[TRECHO SELECIONADO]
Obviamente não. De forma semelhante, o católico romano apela a historiadores
pagãos para atestar a existência de Jesus. Isto implicaria que as fontes pagãs estão
no mesmo patamar de autoridade que o N.T? A doutrina protestante comporta a
validade de outras autoridades como a tradição, os concílios da Igreja, a
razão, a história. O que a distingue é que a infalibilidade é atribuída apenas
à Escritura porque somente esta foi inspirada pelo Espírito Santo. O apologista também comentou:
Neste texto de Pelikan fica evidente como surge o
conceito de tradição e como ele é associado a apostolicidade e o primado
Romano-Petrino, que são indissociáveis. Portanto, o conceito de
apostolicidade é referente à questão de autoridade emanado dele.
Primeiro, Pelikan se refere ao conceito de tradição de
Irineu, que não é o mesmo conceito defendido pelo Rogério, uma vez que ele abraça
a teoria modernista de Newman. Segundo, não há em Irineu qualquer primado
Petrino. Quando ele se refere a posição especial de Roma, sempre destaca o
papel de Pedro e Paulo. A citação trazida por ele atesta isto:
Até o final do século II, a literatura Cristã
mencionava tanto Pedro como Paulo como fundadores e organizadores da igreja em
Roma. Depois, o
foco e a ênfase se voltaram para Pedro. Assim, Tertuliano de Cartago
(AD.150-230) mencionou que algumas ‘igrejas apostólicas’ possuíam registros de
sucessão episcopal e a igreja romana possuía registros provando que Clemente
tinha sido ordenado por Pedro para ser seu sucessor como bispo de Roma. Escritores posteriores honram de forma
especial por ter sido o fundador das congregações e da sucessão episcopal de
Roma. […] (Denis Kaiser, Leo the Great on the Supremacy of the
Bishop of Rome. Andrews University Seminary Student Journal, Volume 1, Number 2
Fall 2015).
Sobre esta fonte, que pode ser vista aqui,
o apologista comenta:
Para defender minha tese uso bibliografia e
fontes variadas. Começo com Denis Kaiser, PhD; que escreve para o artigo de uma
faculdade adventista americana, portanto, nenhum pouco filocatólica.

[TAREFA CURTA] Dê prosseguimento ao trecho sobre tradição e autoridade da Escritura a partir do ponto em que ele para. As linhas são um material separado do trecho.

(Registros de uma coleção de dados)
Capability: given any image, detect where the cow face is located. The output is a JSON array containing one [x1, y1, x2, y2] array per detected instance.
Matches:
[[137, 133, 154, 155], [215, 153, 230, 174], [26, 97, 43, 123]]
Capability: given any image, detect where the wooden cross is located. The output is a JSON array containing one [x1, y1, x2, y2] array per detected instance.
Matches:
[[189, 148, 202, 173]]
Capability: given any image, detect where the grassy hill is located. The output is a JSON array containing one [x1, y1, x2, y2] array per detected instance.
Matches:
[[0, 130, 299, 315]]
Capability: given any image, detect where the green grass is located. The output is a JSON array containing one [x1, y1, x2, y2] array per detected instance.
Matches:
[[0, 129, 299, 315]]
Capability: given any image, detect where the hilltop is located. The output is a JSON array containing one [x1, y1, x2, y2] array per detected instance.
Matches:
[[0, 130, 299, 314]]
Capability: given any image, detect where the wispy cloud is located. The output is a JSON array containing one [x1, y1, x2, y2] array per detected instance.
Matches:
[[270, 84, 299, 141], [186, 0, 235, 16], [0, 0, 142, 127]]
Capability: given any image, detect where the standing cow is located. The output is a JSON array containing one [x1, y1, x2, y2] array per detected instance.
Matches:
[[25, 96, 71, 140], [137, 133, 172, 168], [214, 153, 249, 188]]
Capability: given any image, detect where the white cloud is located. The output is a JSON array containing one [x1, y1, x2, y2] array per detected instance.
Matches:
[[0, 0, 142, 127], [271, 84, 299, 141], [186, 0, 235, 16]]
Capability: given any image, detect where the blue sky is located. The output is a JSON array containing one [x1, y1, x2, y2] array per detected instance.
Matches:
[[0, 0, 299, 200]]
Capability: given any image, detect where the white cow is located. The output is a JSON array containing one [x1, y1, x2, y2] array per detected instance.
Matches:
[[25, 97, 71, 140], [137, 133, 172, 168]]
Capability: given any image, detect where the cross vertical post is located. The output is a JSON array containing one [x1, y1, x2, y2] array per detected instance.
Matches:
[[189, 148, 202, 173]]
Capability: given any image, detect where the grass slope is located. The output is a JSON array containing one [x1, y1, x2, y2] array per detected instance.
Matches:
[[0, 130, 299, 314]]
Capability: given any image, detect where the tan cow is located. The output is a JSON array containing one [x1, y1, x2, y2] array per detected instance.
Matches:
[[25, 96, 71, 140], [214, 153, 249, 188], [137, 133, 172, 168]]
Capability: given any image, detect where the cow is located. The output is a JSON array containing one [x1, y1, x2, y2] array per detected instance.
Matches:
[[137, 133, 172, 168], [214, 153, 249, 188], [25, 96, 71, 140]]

[RESPOSTA DO EXERCÍCIO]
Não há nada na fonte citada que referende as teses do
Rogério. O autor em questão não afirma que havia em Irineu a visão de que Roma
governava outras Igrejas. Pelo contrário, ele cita nas notas de rodapé obras
que referendam a visão padrão de que Irineu não atribui a Roma qualquer
autoridade de natureza jurídica sobre a Igreja Universal. O artigo citado é
sobre as opiniões do papa Leão I (séc. V), que é de fato o primeiro a expressar
em termos claros os argumentos que iriam sustentar o papado. O autor afirma nas
conclusões:
Então ideias eclesiásticas e imperiais
convergiram para formar o fundamento monárquico do papal e do trabalho do bispo
de Roma. Enquanto Leão tentou impor essa autoridade em todas as questões
eclesiais e seculares, suas tentativas ocasionalmente encontraram resistência, como
a sua visão do poder episcopal do sucessor de Pedro, que nem sempre foi
compartilhada por todos os bispos ou governantes seculares, especificamente não
no Oriente (...) Este estudo destaca as significativas adições que os
pontos de vista de Leão, o Grande, fizeram à lógica dos bispos e líderes da
igreja anteriores em relação ao poder e autoridade do bispo romano. Enquanto
ele forneceu a justificativa para o absoluto e completo domínio universal do
episcopado romano, não foi senão séculos mais tarde que essa autoridade pôde
realmente ser executada pelo papado.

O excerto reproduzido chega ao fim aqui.